• _Testo fornito_
Domenico è il classico viveur che prende e lascia senza essersi mai fatto incastrare dal peso di una famiglia. Ma, adesso, davanti a quel vecchio fragile e completamente dipendente dall’assistenza altrui, sente il peso della responsabilità che gli grava sulle spalle. Deve per forza occuparsi del padre nei suoi ultimi giorni, anche per evitare ricadute pubblicitarie negative sulla sua immagine.
Dopo una breve fase iniziale di diffidenza, Bartolomeo sembra contento della vicinanza del figlio. E questa imprevedibile manifestazione di sensibilità spinge Domenico a legarsi a lui come non era mai accaduto prima. Perfino le radici langarole da cui si è sempre tenuto alla massima distanza (pur essendo laureato in Lettere, disprezza Pavese e Fenoglio e si rifiuta ostinatamente di leggerli), finiscono per affascinarlo. Anche grazie alla vicinanza di due amici d’infanzia con cui ha conservato, nonostante tutto, un forte legame affettivo: la viticoltrice Caterina e il farmacista Umberto.
Così l’odiatissima cascina in cui viveva il padre, dove Domenico ha trascorso i primi, traumatici anni di vita, si rivela un luogo capace di ispirargli una inaspettata nostalgia.
Sembra che Bartolomeo si stia spegnendo come una candela. Tra il male (un tumore cerebrale) e i continui farmaci che gli vengono somministrati per affrontare dolore e sintomi vari, dorme quasi sempre e, nelle poche ore quotidiane di veglia, non sembra molto lucido. Ogni tanto, però, appare sconvolto da un pensiero che si fa sempre più dominante: “La ragazza! La ragazza!” continua a urlare, apparentemente senza ragione.
Dai pochi e smozzicati discorsi che il padre riesce a mettere insieme, Domenico, dopo una serie di ricerche, si rende conto che si sta riferendo alla vittima di uno spaventoso e per molti versi oscuro delitto, la cui storia non spiegheremo per non togliere al lettore interesse per il romanzo.
Il silenzio della collina:
una storia non inventata, ma presa di peso dalla realtà
I fatti risalgono agli ultimi anni del “miracolo economico”, subito prima degli “anni di piombo”.

• _Consegna_
Trascrivi parola per parola il tratto del testo sul romanzo che va da "Sembra che Bartolomeo" fino a "apparentemente senza ragione.", inclusi. I dati che seguono sono materiale a parte e non fanno parte del testo.

[Dati di localizzazione dei punti]
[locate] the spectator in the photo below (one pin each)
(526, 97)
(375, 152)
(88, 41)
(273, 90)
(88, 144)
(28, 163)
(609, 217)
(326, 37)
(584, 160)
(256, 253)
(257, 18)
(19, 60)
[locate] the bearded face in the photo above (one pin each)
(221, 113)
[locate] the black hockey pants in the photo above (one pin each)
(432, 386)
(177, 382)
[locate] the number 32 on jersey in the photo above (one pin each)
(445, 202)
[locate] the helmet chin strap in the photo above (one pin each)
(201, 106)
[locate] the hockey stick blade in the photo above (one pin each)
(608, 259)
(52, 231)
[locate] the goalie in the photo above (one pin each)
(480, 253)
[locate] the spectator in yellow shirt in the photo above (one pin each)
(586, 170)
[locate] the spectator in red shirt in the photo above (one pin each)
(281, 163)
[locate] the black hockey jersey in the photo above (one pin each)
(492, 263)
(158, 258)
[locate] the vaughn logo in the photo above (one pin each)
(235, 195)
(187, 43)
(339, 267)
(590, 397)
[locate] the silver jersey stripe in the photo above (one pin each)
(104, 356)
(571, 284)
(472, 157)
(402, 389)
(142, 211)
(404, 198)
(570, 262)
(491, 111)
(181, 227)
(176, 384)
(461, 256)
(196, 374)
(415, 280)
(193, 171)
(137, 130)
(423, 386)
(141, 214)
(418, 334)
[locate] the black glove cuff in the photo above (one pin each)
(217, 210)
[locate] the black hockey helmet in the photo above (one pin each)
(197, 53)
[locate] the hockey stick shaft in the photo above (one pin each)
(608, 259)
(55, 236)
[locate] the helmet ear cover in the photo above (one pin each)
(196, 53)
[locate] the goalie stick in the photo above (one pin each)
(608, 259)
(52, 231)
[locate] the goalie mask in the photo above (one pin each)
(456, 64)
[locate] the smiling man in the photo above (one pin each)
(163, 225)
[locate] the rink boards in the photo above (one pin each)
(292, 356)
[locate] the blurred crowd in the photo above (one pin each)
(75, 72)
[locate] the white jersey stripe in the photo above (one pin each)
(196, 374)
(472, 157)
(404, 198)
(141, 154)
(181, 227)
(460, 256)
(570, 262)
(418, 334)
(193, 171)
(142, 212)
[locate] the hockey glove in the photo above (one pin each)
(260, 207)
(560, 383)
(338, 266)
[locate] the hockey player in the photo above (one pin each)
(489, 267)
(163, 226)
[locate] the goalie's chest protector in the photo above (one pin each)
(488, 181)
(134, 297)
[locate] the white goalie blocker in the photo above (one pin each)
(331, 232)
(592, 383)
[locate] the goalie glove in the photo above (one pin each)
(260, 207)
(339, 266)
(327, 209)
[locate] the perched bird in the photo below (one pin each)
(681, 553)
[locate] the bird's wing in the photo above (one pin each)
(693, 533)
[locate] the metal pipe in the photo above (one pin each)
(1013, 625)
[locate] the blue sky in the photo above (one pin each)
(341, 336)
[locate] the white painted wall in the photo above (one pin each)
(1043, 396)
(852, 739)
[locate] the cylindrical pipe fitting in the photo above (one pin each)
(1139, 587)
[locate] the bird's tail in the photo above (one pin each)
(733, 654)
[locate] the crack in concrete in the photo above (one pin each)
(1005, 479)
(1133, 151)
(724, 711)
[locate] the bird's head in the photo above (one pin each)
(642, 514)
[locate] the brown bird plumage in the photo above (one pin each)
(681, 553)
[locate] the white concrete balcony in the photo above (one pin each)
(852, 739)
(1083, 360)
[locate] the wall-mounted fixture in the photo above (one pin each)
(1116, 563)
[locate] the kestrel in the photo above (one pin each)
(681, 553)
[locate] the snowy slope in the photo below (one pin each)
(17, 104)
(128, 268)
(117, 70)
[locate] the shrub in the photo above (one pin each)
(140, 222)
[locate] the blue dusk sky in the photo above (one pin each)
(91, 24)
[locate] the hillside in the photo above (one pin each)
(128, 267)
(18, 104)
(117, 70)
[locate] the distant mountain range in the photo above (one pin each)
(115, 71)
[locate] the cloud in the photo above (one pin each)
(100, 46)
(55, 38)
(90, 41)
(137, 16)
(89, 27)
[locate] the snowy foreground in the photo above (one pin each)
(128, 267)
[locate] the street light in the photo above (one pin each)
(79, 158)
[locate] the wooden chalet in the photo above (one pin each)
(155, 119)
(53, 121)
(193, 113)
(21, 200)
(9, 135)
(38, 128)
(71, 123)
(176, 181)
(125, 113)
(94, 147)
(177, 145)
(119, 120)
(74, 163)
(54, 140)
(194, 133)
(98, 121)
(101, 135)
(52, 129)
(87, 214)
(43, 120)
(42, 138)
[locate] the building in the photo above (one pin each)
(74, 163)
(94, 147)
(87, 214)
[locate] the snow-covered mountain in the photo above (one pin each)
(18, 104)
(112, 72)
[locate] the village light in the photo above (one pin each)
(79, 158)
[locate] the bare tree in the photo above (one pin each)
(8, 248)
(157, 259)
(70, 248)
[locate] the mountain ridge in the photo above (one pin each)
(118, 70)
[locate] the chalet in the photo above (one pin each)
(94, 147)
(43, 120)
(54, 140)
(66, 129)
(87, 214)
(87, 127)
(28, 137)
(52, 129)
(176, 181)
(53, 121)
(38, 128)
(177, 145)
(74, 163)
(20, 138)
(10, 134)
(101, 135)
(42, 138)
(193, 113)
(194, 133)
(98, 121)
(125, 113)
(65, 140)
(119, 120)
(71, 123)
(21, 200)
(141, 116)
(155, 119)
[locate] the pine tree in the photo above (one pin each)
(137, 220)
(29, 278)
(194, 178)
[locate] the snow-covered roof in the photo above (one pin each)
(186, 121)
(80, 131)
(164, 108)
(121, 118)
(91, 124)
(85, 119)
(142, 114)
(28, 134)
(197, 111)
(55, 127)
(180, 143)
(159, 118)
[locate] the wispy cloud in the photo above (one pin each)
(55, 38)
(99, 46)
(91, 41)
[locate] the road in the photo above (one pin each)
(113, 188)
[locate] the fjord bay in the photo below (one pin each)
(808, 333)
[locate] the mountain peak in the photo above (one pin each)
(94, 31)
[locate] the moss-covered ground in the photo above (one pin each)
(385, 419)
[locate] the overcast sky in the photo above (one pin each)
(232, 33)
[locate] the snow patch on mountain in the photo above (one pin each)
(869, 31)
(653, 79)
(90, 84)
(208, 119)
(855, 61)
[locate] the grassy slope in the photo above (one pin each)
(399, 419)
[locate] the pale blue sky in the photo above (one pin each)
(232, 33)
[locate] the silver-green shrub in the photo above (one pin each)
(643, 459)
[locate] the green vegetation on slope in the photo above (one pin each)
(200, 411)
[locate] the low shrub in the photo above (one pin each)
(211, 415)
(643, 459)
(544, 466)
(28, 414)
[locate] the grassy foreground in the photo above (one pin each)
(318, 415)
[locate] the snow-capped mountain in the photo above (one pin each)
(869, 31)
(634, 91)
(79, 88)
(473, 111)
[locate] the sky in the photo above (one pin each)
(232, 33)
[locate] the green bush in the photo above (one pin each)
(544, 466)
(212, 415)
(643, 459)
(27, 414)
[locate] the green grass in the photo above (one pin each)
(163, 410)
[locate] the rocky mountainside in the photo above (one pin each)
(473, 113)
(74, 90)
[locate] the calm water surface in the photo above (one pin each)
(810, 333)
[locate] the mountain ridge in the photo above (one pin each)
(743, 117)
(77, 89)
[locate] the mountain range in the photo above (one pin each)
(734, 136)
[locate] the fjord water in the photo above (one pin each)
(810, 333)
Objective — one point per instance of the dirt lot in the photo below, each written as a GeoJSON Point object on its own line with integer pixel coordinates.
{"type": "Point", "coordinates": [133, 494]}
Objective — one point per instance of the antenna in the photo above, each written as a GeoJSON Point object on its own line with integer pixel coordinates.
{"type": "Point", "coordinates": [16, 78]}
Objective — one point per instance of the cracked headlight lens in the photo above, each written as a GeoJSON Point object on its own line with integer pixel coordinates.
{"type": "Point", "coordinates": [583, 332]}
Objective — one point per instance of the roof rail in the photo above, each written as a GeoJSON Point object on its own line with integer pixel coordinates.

• _Soluzione_
Sembra che Bartolomeo si stia spegnendo come una candela. Tra il male (un tumore cerebrale) e i continui farmaci che gli vengono somministrati per affrontare dolore e sintomi vari, dorme quasi sempre e, nelle poche ore quotidiane di veglia, non sembra molto lucido. Ogni tanto, però, appare sconvolto da un pensiero che si fa sempre più dominante: “La ragazza! La ragazza!” continua a urlare, apparentemente senza ragione.